Named region outline rows:
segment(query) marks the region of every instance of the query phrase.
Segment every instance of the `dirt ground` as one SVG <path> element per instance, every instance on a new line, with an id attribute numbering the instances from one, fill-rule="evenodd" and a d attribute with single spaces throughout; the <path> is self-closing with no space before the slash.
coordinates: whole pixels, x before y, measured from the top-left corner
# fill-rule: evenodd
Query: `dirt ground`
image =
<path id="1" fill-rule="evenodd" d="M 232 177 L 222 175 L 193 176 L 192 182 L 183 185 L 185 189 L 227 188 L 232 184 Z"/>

Task details: Return every one of the rows above verbatim, line for line, with nothing altered.

Written response:
segment(query) marks the region of every instance of the query phrase.
Segment every instance of the `dirt ground` as one SVG <path> element per instance, every instance on a new line, with an id attribute numbering the instances from one, fill-rule="evenodd" and a d attribute with single spaces throughout; the <path> is self-closing with no space before the slash.
coordinates: whole pixels, x before y, measured from the top-left corner
# fill-rule: evenodd
Query: `dirt ground`
image =
<path id="1" fill-rule="evenodd" d="M 232 177 L 222 175 L 193 176 L 192 182 L 183 185 L 185 189 L 227 188 L 232 184 Z"/>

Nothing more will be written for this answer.